(Beginning of Data for this exercise)

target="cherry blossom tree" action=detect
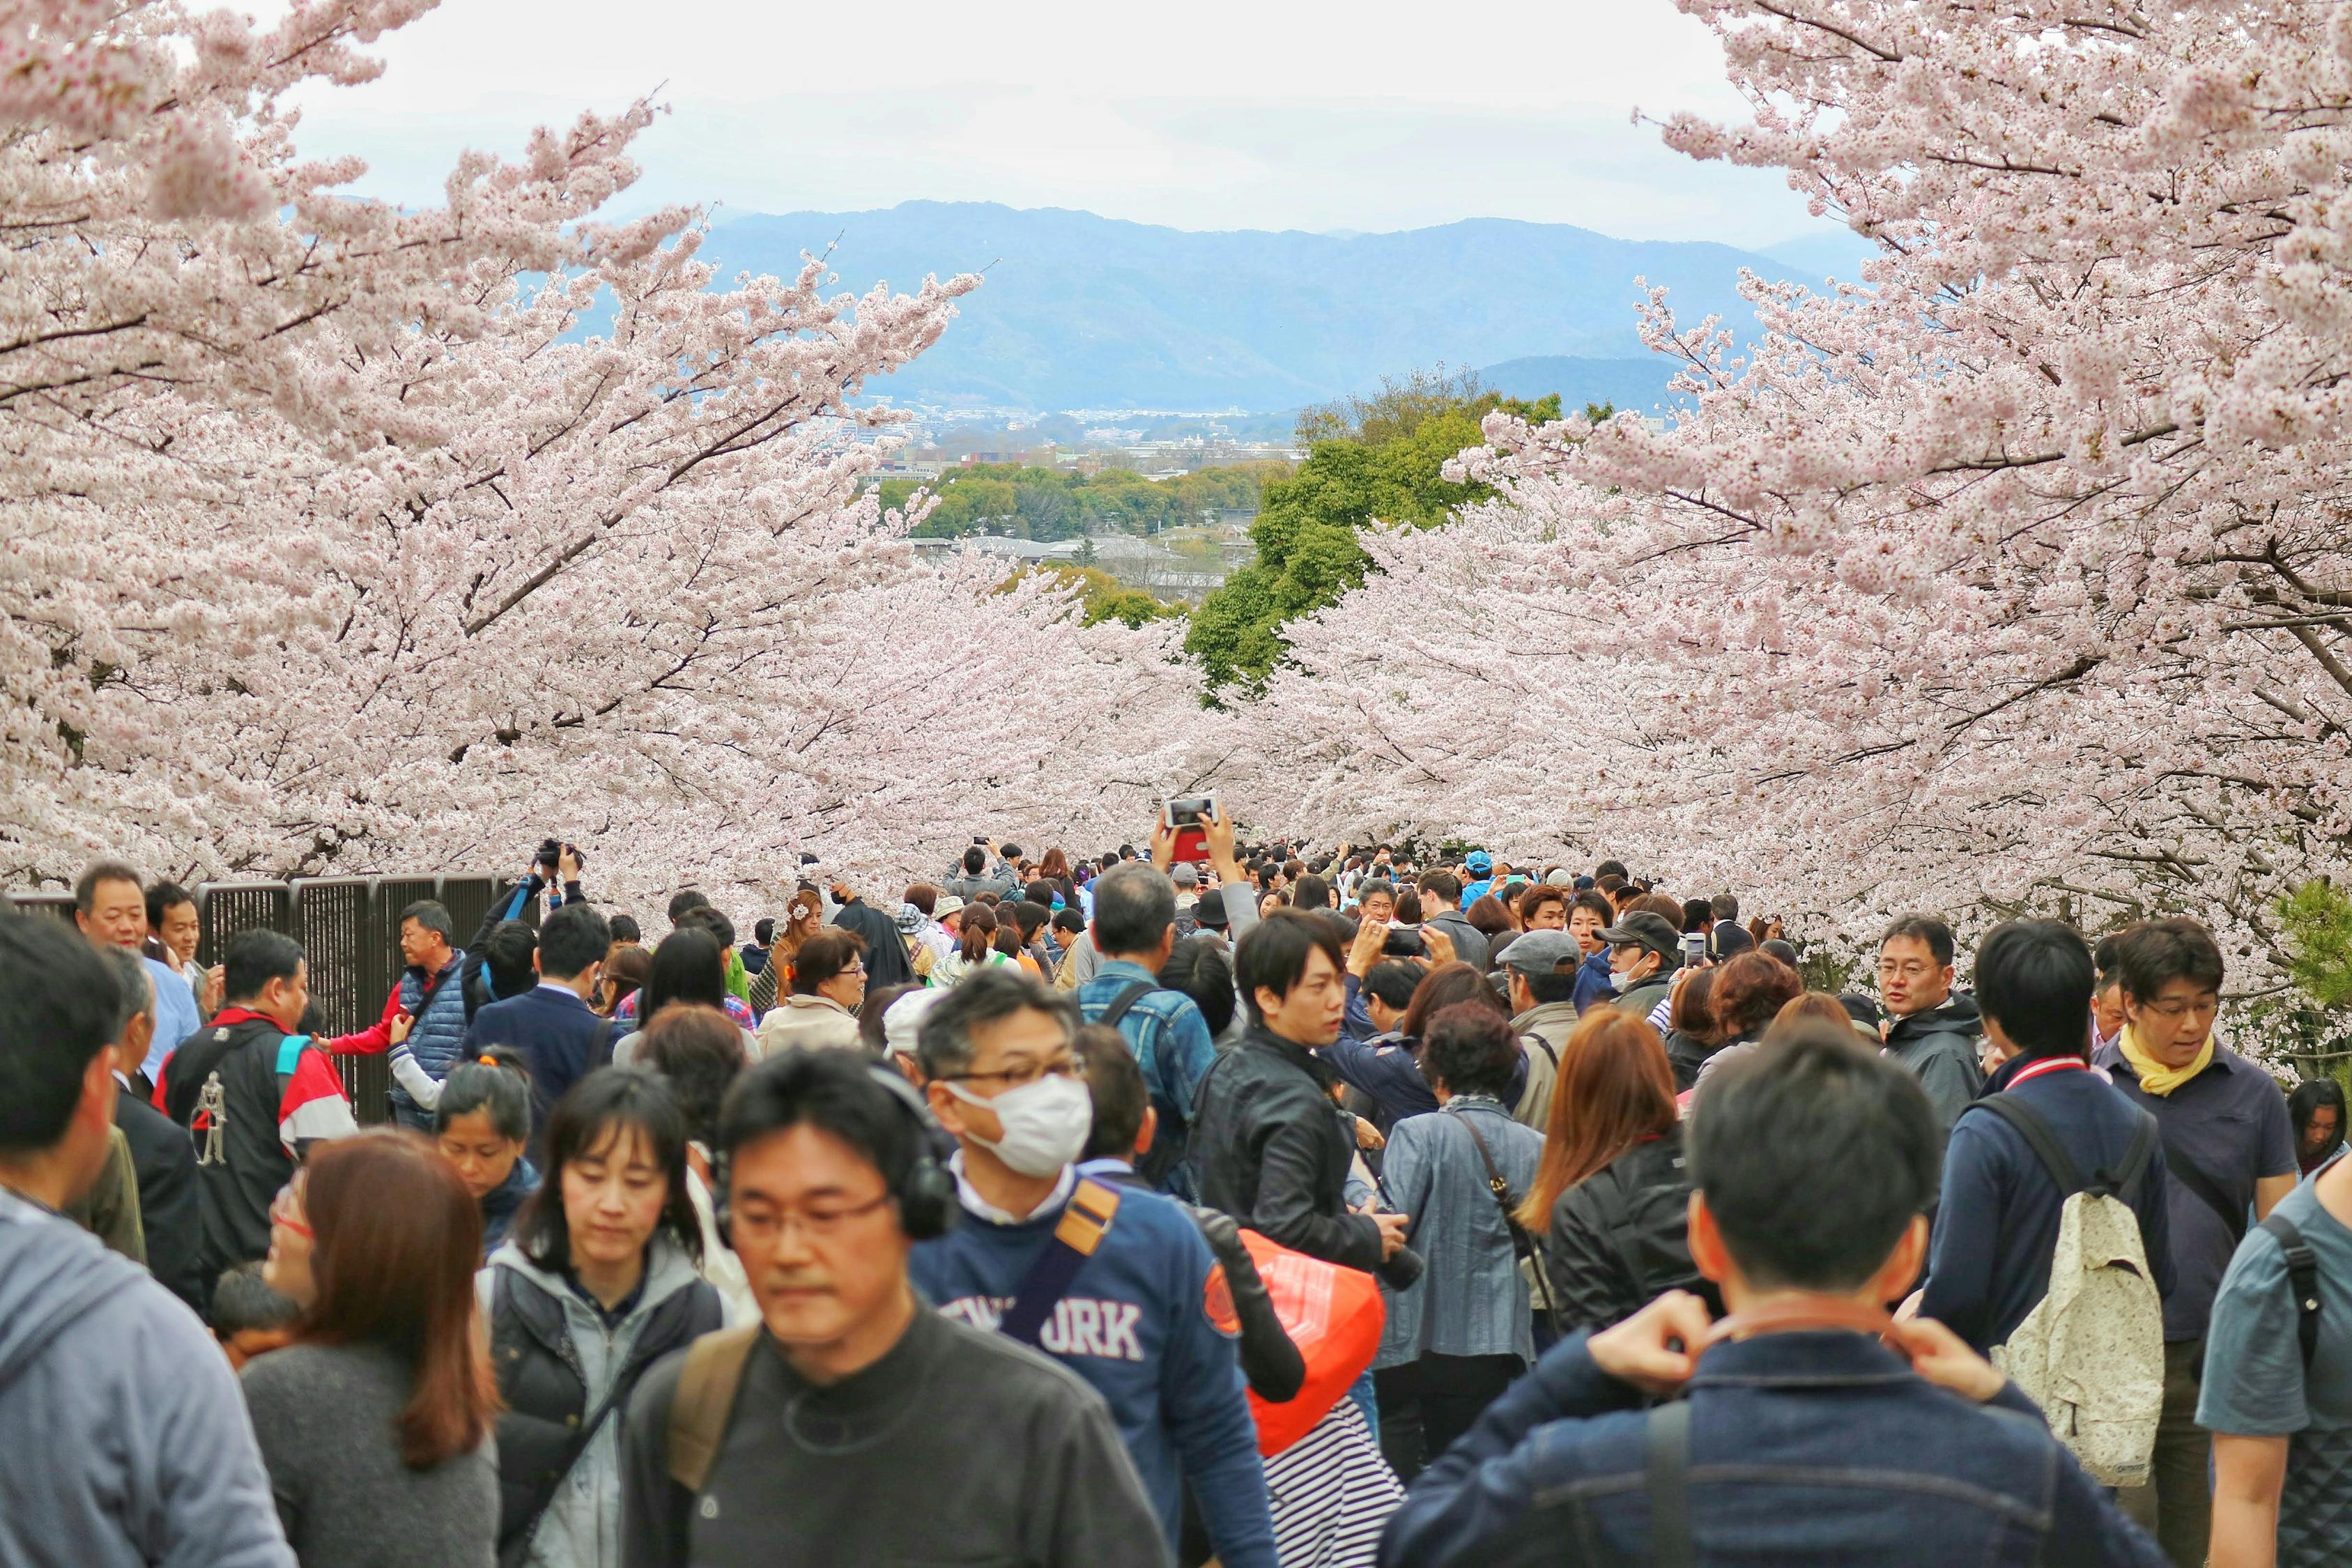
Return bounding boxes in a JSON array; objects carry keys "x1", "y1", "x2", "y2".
[
  {"x1": 1236, "y1": 0, "x2": 2352, "y2": 985},
  {"x1": 1, "y1": 0, "x2": 1215, "y2": 910}
]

(End of Data for this exercise)

**Directions:** A word-for-word copy of all the data, without pictures, is the expected output.

**Task response:**
target="cherry blossom tree" action=detect
Return bounding boxes in a JSON array; objects carry keys "x1", "y1", "x2", "y2".
[
  {"x1": 1236, "y1": 0, "x2": 2352, "y2": 985},
  {"x1": 1, "y1": 0, "x2": 1215, "y2": 910}
]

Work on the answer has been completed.